Yeniçağ gazetesi yazarı Esfender Korkmaz'ın 'Konut Alma Zamanı mı?' başlıklı yazısı
İki sene öncesine kadar , bana soranlara ''gayrimenkul alın , paranız yetmiyorsa ortak alın ''diyordum. Bu gün durum değişti : Pandemi , inşaat maliyetlerindeki artış ve konut arzında azalma ile kara para aklama süreci , gayrimenkul fiyatlarında balona yol açtı.
2017 yılını temel yılı olarak 100 alırsak, 2022 temmuz ayında ;
TÜFE endeksi ; 323,1
TCMB Konut fiyat endeksi ; 507,6
Gram altın fiyat endeksi ; 686,7
Dolar/TL endeksi ; 480,1 oldu.
2017 'den 2022 Temmuz ayına kadar geçen beş sene 1 ayda ; enflasyon 3 kattan biraz fazla artarken, konut fiyatları 5 kat artmış.
Pandemi bitti , ama kur artışı ve maliyet artışı devam eder ; kara para aklama da seçimlere kadar devam eder.
Bundan sonra eğer ikamet etmek için değilse , konut almak artık rasyonel görünmüyor.

* * * *

> _Görev özeti_
Konut alma üzerine yazıyı düzenleyin: "Yeniçağ gazetesi yazarı" ile başlayıp "endeksi ; 480,1 oldu." ifadesine kadar süren bölümü, "gayrimenkul" yerine "taşınmaz" koyarak yeniden yazın.

> _Gösterilen öğeler_
* * * *

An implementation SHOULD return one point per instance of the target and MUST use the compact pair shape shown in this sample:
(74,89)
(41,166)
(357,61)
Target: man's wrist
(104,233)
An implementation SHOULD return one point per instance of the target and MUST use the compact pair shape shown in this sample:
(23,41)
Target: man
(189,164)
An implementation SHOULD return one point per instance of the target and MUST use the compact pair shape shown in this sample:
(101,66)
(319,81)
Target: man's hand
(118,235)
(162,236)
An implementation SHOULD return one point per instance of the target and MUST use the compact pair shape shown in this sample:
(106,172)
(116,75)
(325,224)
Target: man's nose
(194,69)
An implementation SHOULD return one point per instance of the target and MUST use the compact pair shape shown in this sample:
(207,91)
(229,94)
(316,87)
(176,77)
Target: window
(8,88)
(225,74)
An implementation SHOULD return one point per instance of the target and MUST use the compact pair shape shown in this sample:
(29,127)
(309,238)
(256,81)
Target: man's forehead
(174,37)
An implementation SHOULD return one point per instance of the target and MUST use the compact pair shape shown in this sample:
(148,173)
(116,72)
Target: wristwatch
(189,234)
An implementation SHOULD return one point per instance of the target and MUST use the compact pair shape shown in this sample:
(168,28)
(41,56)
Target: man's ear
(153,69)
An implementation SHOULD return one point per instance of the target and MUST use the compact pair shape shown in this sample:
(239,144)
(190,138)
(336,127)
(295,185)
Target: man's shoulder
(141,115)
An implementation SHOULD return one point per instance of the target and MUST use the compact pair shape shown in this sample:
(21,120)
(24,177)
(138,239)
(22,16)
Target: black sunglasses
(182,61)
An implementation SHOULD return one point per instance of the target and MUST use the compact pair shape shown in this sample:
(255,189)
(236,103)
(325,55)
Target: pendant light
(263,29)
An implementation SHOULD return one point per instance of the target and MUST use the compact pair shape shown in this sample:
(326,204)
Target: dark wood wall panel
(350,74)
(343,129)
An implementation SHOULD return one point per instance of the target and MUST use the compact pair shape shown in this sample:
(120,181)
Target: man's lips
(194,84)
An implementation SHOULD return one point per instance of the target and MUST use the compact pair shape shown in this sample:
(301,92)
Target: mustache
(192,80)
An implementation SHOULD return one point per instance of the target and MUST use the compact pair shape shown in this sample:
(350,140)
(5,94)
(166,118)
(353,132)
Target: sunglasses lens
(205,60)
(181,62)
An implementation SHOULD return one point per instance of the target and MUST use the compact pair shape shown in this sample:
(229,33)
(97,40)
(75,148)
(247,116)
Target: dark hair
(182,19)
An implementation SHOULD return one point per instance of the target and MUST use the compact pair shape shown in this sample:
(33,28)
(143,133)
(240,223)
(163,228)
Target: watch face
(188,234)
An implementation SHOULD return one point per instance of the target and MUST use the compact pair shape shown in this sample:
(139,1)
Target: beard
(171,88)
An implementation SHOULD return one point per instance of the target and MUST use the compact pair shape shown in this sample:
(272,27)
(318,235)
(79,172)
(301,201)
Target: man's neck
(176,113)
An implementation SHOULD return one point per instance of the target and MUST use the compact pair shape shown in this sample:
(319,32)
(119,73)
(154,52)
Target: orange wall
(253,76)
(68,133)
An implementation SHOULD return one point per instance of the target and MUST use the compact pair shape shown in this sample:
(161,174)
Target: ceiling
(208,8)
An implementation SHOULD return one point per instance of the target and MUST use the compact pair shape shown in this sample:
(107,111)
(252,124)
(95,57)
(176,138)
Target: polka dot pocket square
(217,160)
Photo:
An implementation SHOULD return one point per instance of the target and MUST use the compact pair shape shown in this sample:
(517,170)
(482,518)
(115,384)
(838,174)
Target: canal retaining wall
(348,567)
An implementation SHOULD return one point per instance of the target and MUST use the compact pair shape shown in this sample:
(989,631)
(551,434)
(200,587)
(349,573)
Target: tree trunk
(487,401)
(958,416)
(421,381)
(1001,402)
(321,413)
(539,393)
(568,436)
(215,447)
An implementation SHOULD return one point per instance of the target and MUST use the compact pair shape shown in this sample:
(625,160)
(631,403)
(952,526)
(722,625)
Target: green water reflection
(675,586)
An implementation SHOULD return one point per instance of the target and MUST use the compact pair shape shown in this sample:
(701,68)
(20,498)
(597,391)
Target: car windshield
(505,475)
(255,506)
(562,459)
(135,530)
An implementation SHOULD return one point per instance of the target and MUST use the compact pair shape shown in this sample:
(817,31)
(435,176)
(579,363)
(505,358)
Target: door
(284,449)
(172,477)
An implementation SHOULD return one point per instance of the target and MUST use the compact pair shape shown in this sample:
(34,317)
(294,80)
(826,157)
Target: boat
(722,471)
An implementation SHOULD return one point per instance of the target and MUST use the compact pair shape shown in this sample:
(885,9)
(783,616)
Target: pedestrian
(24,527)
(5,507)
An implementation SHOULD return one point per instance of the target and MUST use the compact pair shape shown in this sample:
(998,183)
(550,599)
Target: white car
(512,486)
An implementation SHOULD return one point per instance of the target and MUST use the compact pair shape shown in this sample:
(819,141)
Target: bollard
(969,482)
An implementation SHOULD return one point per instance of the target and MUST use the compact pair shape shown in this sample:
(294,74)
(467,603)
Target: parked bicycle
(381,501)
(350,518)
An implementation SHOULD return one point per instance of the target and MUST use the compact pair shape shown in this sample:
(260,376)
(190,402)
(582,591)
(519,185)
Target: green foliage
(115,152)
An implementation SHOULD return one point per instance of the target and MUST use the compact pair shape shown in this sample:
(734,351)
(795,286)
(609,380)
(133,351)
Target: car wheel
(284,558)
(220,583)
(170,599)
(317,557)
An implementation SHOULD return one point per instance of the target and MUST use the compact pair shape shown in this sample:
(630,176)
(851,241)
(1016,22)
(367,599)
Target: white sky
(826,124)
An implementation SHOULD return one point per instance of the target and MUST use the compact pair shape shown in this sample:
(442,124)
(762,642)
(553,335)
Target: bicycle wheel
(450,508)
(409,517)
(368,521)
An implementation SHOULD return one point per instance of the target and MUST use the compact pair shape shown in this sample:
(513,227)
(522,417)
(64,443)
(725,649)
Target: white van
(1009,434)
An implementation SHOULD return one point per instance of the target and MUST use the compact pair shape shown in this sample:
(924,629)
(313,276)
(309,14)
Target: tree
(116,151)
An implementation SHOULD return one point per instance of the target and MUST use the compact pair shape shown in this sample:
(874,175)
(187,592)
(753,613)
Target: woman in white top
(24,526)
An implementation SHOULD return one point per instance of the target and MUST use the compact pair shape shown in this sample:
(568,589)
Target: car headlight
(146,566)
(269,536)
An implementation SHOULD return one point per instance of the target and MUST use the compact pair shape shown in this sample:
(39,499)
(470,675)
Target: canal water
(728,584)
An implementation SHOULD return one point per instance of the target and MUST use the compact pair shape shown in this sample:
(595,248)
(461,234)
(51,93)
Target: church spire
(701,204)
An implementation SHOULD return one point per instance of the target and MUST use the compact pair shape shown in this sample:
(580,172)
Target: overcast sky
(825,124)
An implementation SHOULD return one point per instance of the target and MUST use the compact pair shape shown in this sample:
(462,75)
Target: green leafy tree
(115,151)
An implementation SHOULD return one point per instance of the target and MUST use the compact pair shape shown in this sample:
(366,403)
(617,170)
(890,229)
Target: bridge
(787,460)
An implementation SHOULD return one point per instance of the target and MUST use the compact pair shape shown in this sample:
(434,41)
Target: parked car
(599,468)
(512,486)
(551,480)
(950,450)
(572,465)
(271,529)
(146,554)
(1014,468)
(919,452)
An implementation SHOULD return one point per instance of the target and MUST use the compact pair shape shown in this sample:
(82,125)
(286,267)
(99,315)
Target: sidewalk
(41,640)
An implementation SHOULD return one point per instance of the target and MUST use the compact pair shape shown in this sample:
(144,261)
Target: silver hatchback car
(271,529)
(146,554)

* * * *

> _Sorunun çözümü_
Yeniçağ gazetesi yazarı Esfender Korkmaz'ın 'Konut Alma Zamanı mı?' başlıklı yazısı
İki sene öncesine kadar , bana soranlara ''taşınmaz alın , paranız yetmiyorsa ortak alın ''diyordum. Bu gün durum değişti : Pandemi , inşaat maliyetlerindeki artış ve konut arzında azalma ile kara para aklama süreci , taşınmaz fiyatlarında balona yol açtı.
2017 yılını temel yılı olarak 100 alırsak, 2022 temmuz ayında ;
TÜFE endeksi ; 323,1
TCMB Konut fiyat endeksi ; 507,6
Gram altın fiyat endeksi ; 686,7
Dolar/TL endeksi ; 480,1 oldu.